Stated problem — Starting at the first of the lines below and ending after the line that contains "9;67;311;500", reproduce each line, requests included, and adjust every bounding-box coordinate in the answers by adding 26. Leave the pictures out of your reply.
═══ Information supplied ═══
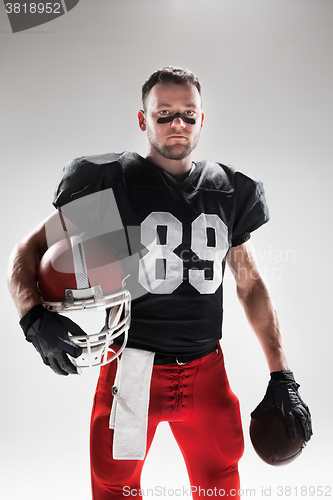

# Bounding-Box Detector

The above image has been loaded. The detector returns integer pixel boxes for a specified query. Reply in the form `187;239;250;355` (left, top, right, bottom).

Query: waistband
154;344;218;365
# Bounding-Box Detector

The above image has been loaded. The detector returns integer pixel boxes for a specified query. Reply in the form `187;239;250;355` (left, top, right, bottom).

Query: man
9;67;311;500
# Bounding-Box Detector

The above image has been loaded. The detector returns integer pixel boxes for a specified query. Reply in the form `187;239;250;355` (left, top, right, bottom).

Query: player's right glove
20;304;84;375
251;371;312;441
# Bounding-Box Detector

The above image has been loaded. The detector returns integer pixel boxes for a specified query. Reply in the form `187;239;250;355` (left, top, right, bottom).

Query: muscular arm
7;212;80;318
227;242;289;372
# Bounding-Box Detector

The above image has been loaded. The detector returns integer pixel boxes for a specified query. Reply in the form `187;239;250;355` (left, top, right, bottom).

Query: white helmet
37;236;131;368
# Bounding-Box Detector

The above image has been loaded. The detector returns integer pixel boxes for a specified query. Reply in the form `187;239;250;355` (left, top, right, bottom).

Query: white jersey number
139;212;228;294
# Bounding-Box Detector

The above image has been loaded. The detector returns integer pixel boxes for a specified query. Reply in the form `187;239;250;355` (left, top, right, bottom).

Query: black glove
20;304;84;375
251;371;312;441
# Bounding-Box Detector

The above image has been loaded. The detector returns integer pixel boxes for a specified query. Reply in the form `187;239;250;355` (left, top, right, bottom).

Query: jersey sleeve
53;154;124;243
232;172;269;247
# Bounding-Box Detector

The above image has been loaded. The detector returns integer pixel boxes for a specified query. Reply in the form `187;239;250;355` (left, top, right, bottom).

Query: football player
9;67;312;500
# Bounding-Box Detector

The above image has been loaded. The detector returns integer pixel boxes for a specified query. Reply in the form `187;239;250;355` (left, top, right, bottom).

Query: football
250;406;305;465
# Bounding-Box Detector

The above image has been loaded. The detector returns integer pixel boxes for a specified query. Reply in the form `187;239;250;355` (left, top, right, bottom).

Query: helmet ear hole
37;236;131;368
108;304;124;328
═══
Correct result —
# Bounding-Box Detector

The above image has been loaded. The detector returns integer pixel boxes for a specified query. Reply in the form `187;239;250;355` (left, top, right, bottom).

Query: waistband
180;370;244;391
# Bounding-Box Detector

The above image has been loaded. The detector returns integer pixel boxes for a specified query. Reply in the form `187;239;250;355` (left, top, right, bottom).

Query: man
35;93;337;526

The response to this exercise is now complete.